**設問:** ボランティア活動を扱った本文を、最後の文の後から書き進めなさい。

**本文:**
+ + + + +

私もボランティア活動を始めて数年が経ちます。
きっかけは、定年退職後、社会と繋がりを持ちたかった事です。
幸いにして社協の活動は、独居老人の世話・保護があります。
私もいつかは、お世話にならないといけないのですが、全く知らない人達
よりも良く知っている人達が居た方が何かと安心だからです。
主人公”みのり”は大学入学の為、故郷から東京にやってきます。
そこで、サークル”麦の会”に入会します。このサークルは、多数の大学
からボランティア活動をする人達で成り立っているサークルです。
みのりは、アルバイトをしながら、お金を貯めて、親しくなった仲間とネパールの小学校でボランティア活動を行います。
彼等の純真な気持ちに感動を受けます。
時は流れて、みのりとその仲間たちは就職して働きはじめます。
ある者はフォトグラファーを目指し、ある者はアジア、中東の恵まれない子供達の取材をします。

+ + + + +

**データセットに列挙された項目:**
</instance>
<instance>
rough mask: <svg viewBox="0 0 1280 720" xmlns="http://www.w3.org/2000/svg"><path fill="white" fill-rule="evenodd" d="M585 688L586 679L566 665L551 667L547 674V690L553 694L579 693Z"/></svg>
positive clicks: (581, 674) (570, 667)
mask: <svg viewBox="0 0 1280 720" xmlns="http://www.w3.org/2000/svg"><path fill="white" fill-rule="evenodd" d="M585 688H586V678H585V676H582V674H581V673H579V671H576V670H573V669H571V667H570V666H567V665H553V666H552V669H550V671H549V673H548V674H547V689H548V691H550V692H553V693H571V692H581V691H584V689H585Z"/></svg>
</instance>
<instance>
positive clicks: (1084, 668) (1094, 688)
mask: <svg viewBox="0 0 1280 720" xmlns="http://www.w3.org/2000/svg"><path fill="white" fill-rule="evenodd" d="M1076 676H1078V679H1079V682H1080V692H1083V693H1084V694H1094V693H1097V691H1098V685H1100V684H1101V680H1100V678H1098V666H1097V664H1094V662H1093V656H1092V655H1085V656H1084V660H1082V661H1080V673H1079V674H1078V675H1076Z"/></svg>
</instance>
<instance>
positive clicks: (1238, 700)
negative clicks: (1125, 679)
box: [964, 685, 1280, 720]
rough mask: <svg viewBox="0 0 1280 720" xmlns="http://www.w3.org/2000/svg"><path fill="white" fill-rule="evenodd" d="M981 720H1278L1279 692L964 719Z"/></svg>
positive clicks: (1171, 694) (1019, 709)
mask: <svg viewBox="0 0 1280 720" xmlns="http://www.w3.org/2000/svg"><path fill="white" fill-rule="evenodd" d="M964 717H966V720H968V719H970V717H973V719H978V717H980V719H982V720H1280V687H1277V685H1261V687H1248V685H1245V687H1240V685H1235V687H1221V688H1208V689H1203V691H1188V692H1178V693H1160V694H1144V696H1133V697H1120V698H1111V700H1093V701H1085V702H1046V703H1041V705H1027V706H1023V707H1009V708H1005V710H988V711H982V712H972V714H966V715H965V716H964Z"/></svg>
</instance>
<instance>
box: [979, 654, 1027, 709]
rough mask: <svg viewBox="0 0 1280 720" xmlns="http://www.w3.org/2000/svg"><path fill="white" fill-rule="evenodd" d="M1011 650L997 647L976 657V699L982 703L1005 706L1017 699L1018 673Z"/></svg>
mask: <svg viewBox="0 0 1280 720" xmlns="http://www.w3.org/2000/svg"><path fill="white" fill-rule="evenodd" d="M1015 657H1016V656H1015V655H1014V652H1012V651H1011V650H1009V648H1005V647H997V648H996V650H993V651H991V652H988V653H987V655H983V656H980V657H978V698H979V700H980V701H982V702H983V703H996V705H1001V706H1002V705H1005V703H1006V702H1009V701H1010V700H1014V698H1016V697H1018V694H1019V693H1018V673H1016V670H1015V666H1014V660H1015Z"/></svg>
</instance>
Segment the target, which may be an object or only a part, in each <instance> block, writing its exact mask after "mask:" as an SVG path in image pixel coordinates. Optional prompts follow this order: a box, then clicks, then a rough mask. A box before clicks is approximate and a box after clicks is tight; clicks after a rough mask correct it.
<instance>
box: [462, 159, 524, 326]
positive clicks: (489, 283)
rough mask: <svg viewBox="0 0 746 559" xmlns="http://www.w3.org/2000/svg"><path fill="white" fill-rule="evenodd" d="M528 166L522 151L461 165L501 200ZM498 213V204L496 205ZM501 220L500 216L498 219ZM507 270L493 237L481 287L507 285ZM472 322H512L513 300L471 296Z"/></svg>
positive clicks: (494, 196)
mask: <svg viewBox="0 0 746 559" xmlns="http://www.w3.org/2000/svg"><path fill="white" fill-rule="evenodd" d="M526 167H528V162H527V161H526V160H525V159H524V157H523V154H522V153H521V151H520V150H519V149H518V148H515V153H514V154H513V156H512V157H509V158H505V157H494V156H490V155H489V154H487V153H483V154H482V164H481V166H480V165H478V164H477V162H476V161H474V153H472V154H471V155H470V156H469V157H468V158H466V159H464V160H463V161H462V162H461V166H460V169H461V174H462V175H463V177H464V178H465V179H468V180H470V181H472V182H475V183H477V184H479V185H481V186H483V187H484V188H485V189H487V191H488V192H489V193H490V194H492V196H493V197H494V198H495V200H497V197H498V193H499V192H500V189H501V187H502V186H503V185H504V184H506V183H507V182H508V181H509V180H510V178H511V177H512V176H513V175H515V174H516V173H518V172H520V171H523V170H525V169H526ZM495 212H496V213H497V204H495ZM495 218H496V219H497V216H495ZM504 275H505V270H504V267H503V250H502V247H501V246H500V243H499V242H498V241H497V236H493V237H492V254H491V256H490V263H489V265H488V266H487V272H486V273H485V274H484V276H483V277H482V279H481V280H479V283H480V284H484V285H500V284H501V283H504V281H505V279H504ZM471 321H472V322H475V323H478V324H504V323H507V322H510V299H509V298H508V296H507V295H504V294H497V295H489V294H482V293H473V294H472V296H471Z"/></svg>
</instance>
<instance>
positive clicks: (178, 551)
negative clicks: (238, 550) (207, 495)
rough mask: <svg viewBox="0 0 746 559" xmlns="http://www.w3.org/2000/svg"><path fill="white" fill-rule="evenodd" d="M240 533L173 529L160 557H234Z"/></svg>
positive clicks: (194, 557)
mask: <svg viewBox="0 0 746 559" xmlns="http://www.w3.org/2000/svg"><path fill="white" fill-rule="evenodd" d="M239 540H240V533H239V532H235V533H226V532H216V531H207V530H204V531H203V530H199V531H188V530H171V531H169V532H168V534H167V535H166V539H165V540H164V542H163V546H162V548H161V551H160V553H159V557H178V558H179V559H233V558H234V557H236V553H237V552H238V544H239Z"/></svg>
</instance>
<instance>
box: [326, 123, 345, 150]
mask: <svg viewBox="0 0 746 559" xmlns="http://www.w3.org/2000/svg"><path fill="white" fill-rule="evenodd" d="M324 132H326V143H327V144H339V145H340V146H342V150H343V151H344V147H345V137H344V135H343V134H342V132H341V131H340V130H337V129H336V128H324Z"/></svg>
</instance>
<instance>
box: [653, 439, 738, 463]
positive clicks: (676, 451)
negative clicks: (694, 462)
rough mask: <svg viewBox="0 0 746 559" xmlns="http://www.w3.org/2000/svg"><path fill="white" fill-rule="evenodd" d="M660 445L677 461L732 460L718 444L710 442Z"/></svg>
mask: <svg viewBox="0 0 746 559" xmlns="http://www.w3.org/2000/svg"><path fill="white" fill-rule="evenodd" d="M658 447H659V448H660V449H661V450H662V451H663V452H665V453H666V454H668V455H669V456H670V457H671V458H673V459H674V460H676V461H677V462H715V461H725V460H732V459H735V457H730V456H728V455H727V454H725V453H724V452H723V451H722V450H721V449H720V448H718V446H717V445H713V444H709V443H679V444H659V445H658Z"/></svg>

+ + + + +

**解答:**
みのりは一般企業で働きますが、決してボランティア活動を忘れた訳ではなく、時々、海外へ赴いて
麦の会を通して、活動を行います。
そんな中、ムーミンというあだ名の友人がインドで列車事故に遭い、亡くなってしまいます。
この事件を知り、みのりは、大きなショックを受け、いわゆる”うつ”状態になり会社を辞め、
故郷に帰って、実家のうどん屋さんの手伝いをします。
一方で、みのりの祖父である清美は戦争で右足を失い、義足生活を余儀なくしています。
清美はパラリンピック選手の義足選手である涼花と知り合いになります。
時々会ったり、手紙のやり取りをしていました。後で、その事実をみのりは知ります。
みのりは少しずつ、立ち直り、諦めていた人生に使命が宿ります。人生の目標が出来ます。
小説の後半(p.410)でみのりが言う科白。
『ストリートチルドレンの救済活動をしていたムーミンが、列車の事故に巻き込またことも
世界のどこかに、住んでいた場所が爆破されて逃げるしかない人々がいることも
体中に爆弾を巻いて微笑みを見せる子供がいることも、知らなくてもなんの支障もない。
自分達の暮らしにだって、日々たいへんなことはあるのだ。』
でも私は無知は罪だと思った。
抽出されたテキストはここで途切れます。